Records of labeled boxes
┄┄┄┄┄┄┄┄┄┄┄┄┄┄┄┄┄┄┄┄

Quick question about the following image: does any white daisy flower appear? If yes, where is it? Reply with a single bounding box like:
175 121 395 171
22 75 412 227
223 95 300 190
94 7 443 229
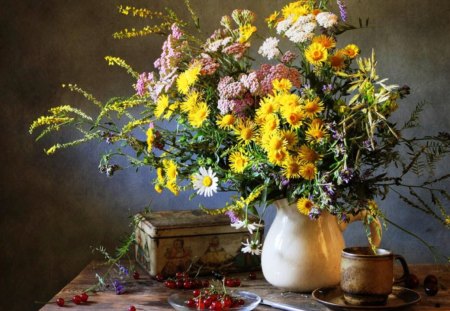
241 239 262 256
258 37 280 60
192 167 219 197
316 12 338 28
231 220 264 234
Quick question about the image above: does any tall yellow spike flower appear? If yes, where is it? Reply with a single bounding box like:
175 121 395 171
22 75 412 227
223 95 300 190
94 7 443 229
305 42 328 66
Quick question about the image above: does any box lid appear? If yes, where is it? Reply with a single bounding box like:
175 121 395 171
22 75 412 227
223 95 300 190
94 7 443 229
138 210 255 238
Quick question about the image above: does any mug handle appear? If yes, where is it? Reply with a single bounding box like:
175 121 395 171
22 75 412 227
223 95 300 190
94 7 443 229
394 254 409 284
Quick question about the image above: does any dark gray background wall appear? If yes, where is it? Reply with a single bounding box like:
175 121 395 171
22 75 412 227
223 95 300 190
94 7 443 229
0 0 450 310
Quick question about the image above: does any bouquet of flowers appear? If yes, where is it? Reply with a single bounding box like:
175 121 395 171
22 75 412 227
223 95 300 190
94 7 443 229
30 0 450 254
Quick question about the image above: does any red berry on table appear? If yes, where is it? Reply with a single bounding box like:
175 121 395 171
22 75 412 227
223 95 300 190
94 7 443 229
72 295 81 305
133 271 140 280
56 298 65 307
80 292 89 302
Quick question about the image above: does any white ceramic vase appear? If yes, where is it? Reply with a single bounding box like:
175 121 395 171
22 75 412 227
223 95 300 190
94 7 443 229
261 199 379 292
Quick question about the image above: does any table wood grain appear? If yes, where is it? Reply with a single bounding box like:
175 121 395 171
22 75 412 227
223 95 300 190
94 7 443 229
41 262 450 311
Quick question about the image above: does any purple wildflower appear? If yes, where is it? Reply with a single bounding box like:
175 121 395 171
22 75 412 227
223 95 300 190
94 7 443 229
113 280 125 295
336 0 347 22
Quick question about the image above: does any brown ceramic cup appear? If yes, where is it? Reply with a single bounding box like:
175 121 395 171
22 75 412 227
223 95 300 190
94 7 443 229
341 247 409 306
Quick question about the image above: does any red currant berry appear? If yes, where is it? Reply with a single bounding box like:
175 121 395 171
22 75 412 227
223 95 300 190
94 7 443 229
56 298 65 307
185 299 195 308
72 295 81 305
133 271 140 280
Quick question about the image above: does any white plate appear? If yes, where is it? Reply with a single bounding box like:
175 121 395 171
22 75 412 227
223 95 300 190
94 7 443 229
168 291 261 311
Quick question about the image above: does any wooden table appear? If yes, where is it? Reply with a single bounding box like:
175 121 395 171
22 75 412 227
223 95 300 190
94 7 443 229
41 262 450 311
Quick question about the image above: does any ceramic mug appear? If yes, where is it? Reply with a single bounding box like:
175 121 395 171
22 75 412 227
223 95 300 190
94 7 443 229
341 247 409 306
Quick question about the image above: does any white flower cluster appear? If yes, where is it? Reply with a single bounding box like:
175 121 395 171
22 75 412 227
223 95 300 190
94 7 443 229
258 37 280 60
277 14 317 43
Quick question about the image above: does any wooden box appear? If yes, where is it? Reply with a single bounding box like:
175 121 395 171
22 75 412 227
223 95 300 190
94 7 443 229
135 210 262 276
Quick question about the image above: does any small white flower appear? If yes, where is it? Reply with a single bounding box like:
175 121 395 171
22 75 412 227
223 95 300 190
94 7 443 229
258 37 280 60
192 167 219 197
241 239 262 256
316 12 338 28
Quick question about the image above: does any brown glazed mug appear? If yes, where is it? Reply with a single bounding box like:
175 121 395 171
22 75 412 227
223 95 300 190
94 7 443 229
341 247 409 306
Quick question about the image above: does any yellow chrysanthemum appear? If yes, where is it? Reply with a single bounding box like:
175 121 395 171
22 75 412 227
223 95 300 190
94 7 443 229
328 52 345 71
297 198 314 215
163 160 178 183
155 94 169 118
305 42 328 66
146 127 155 152
268 149 288 166
188 102 209 127
272 78 292 92
312 35 336 50
299 145 320 163
282 156 302 179
281 130 298 149
216 114 236 129
180 91 202 113
239 24 256 43
235 119 256 145
177 63 202 95
303 97 323 119
281 1 311 21
282 107 305 129
342 44 359 58
306 123 327 141
300 163 317 180
229 151 249 173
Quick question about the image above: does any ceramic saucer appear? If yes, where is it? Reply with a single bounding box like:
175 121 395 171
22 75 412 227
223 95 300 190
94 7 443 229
312 286 420 311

┄┄┄┄┄┄┄┄┄┄┄┄┄┄┄┄┄┄┄┄

### GOAL OF THE EXERCISE
Copy out the entire listing above word for word, leaving out the pictures.

### SOLUTION FOR THIS EXERCISE
Quick question about the following image: does any white daisy flower appear? If yes, where is it? Reply with a single bounding box like:
175 121 395 171
22 75 412 227
223 95 300 190
94 7 443 229
241 239 262 256
258 37 280 60
192 167 219 197
316 12 338 28
231 220 264 234
Quick question about the image above: does any tall yellow spike flower appear? If yes, where is it? Reply with a single bounding box like:
175 121 395 171
22 75 412 227
223 95 300 190
94 7 443 229
305 42 328 66
Quick question about the image above: does any box lid appear? If yes, where is it? Reply with a single bounding box like:
175 121 395 171
22 75 412 227
223 95 300 190
94 7 443 229
138 210 255 238
Quick question about the image above: does any mug handle appear? If yes, where is it? Reply with a single bounding box like:
175 121 395 171
22 75 412 227
223 95 300 190
94 7 443 229
394 254 409 284
Quick question about the image above: does any dark gray background wall appear? If yes, where is it? Reply with a single bounding box like:
175 121 395 171
22 75 412 227
223 95 300 190
94 7 443 229
0 0 450 310
Quick question about the image above: does any bouquet of flowers appear? If yes, where is it? Reply with a single bounding box like:
175 121 395 171
22 75 412 227
223 95 300 190
94 7 443 229
30 0 450 254
Quick question about the image above: does any red berry on table appear? If yes, where is it? Reply with a single bounding box like:
175 121 395 171
22 75 412 227
223 95 300 190
94 7 443 229
72 295 81 305
133 271 140 280
56 298 65 307
80 292 89 302
Quick question about the image above: does any white ceramic vase appear? If yes, where is it? Reply with a single bounding box like:
175 121 395 171
22 75 412 227
223 95 300 190
94 7 443 229
261 199 379 292
Quick question about the image above: does any table wood grain appear? If yes, where is it? Reply with a single bounding box like:
175 121 395 171
22 75 412 227
223 95 300 190
94 7 443 229
41 262 450 311
Quick question about the image above: does any purple wildflower appear? If yes, where is it? Reply with a single bounding box like:
175 121 395 171
22 75 412 227
223 95 300 190
94 7 443 229
113 280 125 295
336 0 347 22
Quick question about the image above: does any brown ceramic cup appear? If yes, where is it? Reply with a single bounding box like:
175 121 395 171
22 75 412 227
223 95 300 190
94 7 443 229
341 247 409 306
Quick question about the image above: does any red currant berry appear? If yes, where is it? Reply with a single bounding box like:
175 121 395 171
22 75 412 227
223 95 300 190
94 7 443 229
56 298 65 307
185 299 195 308
72 295 81 305
133 271 140 280
Quick question about the image above: does any white plate appear? If yes, where is it? Reply with a single bounding box like:
175 121 395 171
22 75 412 227
223 95 300 190
94 7 443 229
168 291 261 311
Quick question about the image above: does any wooden table appear? If yes, where is it? Reply with a single bounding box like:
175 121 395 171
22 75 412 227
223 95 300 190
94 7 443 229
41 262 450 311
Quick question about the image above: does any ceramic mug appear? If yes, where is it? Reply with a single bounding box like:
175 121 395 171
22 75 412 227
223 95 300 190
94 7 443 229
341 247 409 306
Quick question about the image above: does any white flower cluster appear? If yes, where is it? Reply with a single bounding box like:
175 121 395 171
22 75 412 227
223 95 300 190
94 7 443 229
258 37 280 60
277 14 317 43
Quick question about the image above: does any wooden box appear? If yes, where is it? Reply with a single bounding box like:
175 121 395 171
22 75 412 227
223 95 300 190
94 7 443 229
135 210 262 276
Quick question about the image above: does any small white flower appear? If yes, where is it? Reply with a single bounding box like:
175 121 395 171
22 75 412 227
223 95 300 190
94 7 443 229
258 37 280 60
192 167 219 197
241 239 262 256
316 12 338 28
Quick question about the image above: does any brown glazed mug appear? If yes, where is it? Reply with a single bounding box like:
175 121 395 171
22 75 412 227
223 95 300 190
94 7 443 229
341 247 409 306
Quick question about the image above: does any yellow chrysanthemum appear? If yes, where is it? Reply with a single bounding box like:
175 121 395 171
22 75 412 227
223 95 300 190
94 7 443 229
328 52 345 71
297 198 314 215
163 160 178 183
155 94 169 118
305 42 328 66
146 127 155 152
268 149 288 166
188 102 209 127
272 78 292 92
312 35 336 50
299 145 320 163
282 156 302 179
281 130 298 149
216 114 236 129
180 91 202 113
239 24 256 43
235 119 256 145
177 63 202 95
303 97 323 119
281 1 311 21
282 107 305 129
342 44 359 58
306 123 327 141
300 163 317 180
229 151 249 173
Quick question about the image above: does any ceramic saucer appear? If yes, where is it? Reply with a single bounding box like:
175 121 395 171
22 75 412 227
223 95 300 190
94 7 443 229
312 286 420 311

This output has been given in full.